Short problem
Retype everything from the line containing "white and green bus => bbox" down to the line containing "(1138, 721), (1270, 907)", both of those lines included, exactly as they appear.

Some records
● ● ● ●
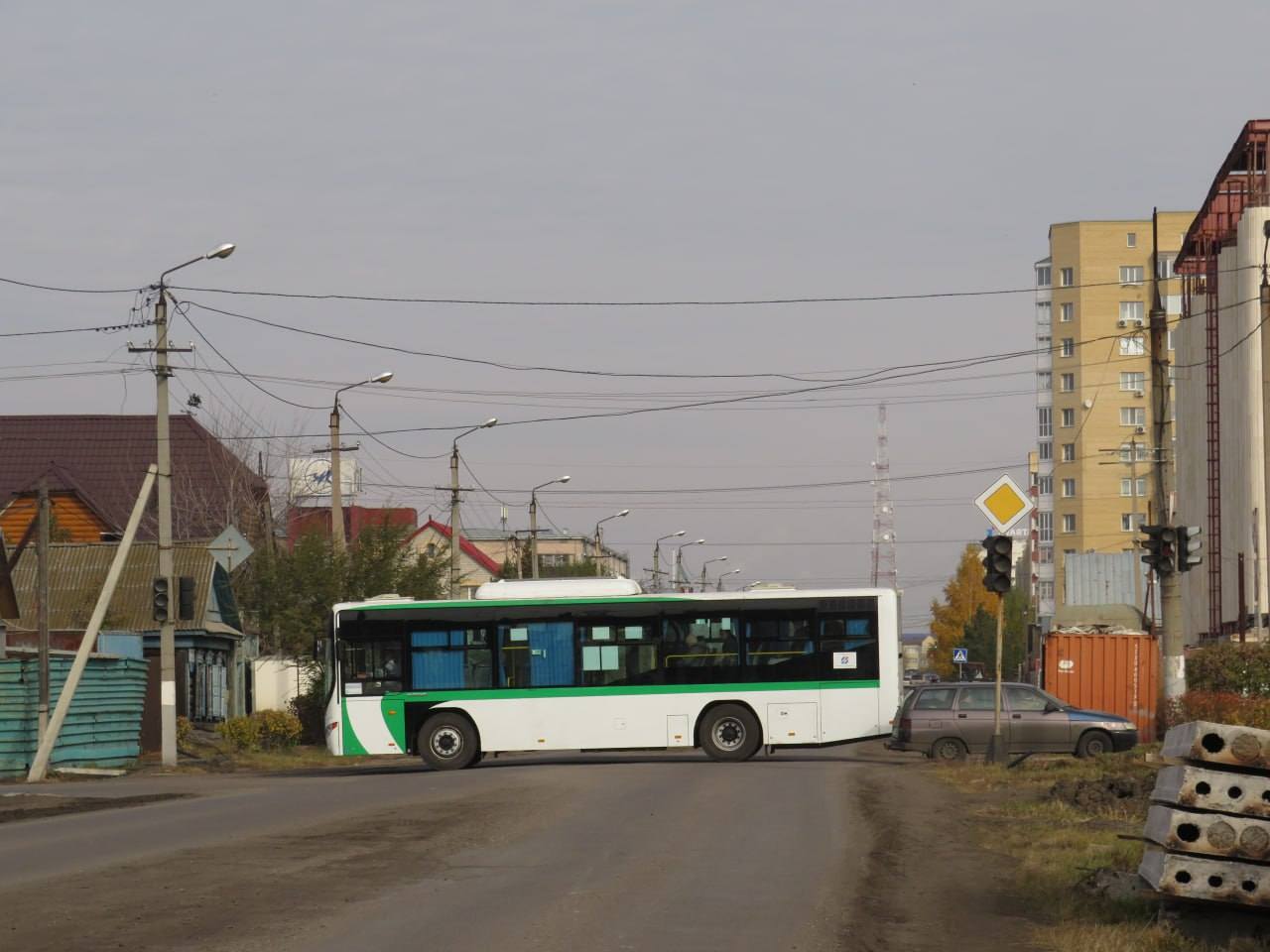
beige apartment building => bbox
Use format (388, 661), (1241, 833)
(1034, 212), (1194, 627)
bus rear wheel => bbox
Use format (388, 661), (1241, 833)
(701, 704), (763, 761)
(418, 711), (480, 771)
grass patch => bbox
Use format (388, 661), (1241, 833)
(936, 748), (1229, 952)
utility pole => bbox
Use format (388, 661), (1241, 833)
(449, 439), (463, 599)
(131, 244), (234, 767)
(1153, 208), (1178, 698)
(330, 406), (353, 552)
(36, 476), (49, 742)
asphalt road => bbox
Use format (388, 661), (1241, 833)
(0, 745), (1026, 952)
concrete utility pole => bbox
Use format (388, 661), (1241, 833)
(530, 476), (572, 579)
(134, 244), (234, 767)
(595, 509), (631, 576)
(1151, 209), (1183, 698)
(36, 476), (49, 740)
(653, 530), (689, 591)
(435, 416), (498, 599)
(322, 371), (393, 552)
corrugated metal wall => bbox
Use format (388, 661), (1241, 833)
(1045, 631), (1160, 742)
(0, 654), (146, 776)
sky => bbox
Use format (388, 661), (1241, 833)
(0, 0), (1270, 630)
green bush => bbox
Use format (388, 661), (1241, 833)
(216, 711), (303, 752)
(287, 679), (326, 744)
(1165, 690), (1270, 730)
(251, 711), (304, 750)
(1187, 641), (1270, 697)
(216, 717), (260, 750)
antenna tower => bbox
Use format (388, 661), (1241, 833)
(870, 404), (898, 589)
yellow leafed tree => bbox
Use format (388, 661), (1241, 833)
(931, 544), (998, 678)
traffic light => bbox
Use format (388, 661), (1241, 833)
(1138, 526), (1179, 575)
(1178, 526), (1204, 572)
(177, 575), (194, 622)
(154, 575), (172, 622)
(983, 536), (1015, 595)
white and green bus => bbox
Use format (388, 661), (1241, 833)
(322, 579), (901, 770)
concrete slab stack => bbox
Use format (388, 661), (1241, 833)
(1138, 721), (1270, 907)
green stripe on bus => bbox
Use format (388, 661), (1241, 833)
● ● ● ●
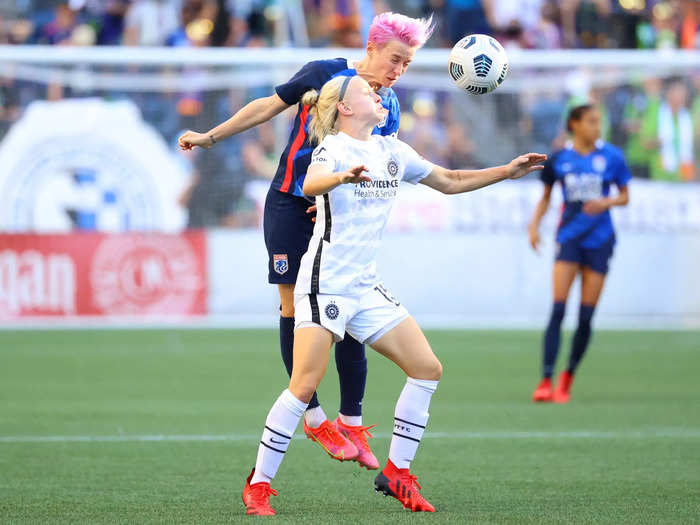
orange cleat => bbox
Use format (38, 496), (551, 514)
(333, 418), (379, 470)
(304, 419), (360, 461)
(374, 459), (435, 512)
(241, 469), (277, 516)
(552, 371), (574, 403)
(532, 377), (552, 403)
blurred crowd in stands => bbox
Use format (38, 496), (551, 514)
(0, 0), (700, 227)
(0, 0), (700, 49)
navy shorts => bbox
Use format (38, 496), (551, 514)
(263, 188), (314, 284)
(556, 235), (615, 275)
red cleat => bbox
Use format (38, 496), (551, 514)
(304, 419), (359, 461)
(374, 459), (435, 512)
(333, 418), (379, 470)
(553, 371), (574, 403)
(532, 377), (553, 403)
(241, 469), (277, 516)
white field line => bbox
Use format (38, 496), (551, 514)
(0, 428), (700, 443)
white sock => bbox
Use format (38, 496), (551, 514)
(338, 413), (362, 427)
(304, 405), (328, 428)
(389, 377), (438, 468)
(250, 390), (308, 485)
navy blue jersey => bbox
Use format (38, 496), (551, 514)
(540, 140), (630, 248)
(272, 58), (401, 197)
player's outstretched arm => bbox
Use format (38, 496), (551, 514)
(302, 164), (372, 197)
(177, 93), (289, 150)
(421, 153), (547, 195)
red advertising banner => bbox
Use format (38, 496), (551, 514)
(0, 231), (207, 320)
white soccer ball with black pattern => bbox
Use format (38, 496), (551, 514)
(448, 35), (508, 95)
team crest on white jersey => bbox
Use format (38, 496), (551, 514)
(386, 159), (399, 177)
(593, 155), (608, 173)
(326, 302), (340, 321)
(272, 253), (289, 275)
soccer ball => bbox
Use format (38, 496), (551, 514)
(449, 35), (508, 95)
● ● ● ●
The response
white and green bus => bbox
Use format (388, 661), (1241, 833)
(322, 579), (901, 770)
concrete slab stack => bbox
Use format (388, 661), (1241, 833)
(1138, 721), (1270, 907)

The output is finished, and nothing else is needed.